TO DO:
Print the data below verbatim, everything from the line containing "Quick question — can you spot any shrub" down to the line containing "526 257 693 343", with both of those lines included.

DATA:
-- Start --
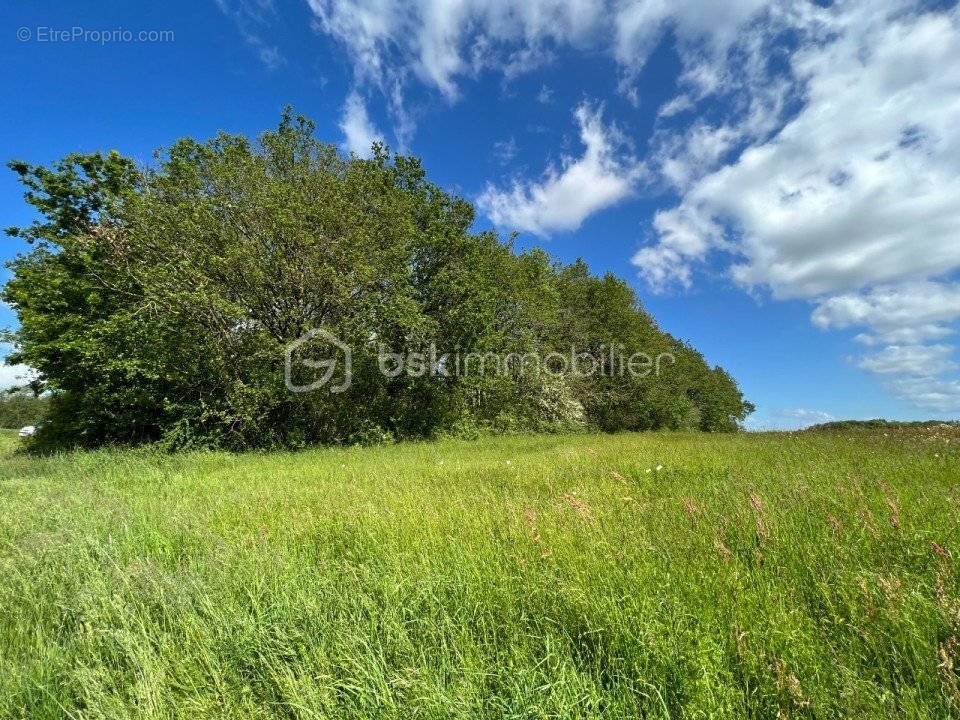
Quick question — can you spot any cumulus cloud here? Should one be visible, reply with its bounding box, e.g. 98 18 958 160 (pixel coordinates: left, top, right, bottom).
-- End --
-- Start --
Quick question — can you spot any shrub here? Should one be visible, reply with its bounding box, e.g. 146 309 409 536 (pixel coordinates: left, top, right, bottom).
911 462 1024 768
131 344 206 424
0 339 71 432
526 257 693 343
-- End --
WRITTEN RESPONSE:
Quick question — can you spot any shrub here? Should one be visible, reply with its bounding box, e.g. 146 309 409 536 (pixel coordinates: left, top, right, bottom).
911 462 1024 768
131 344 206 424
0 339 71 432
526 257 693 343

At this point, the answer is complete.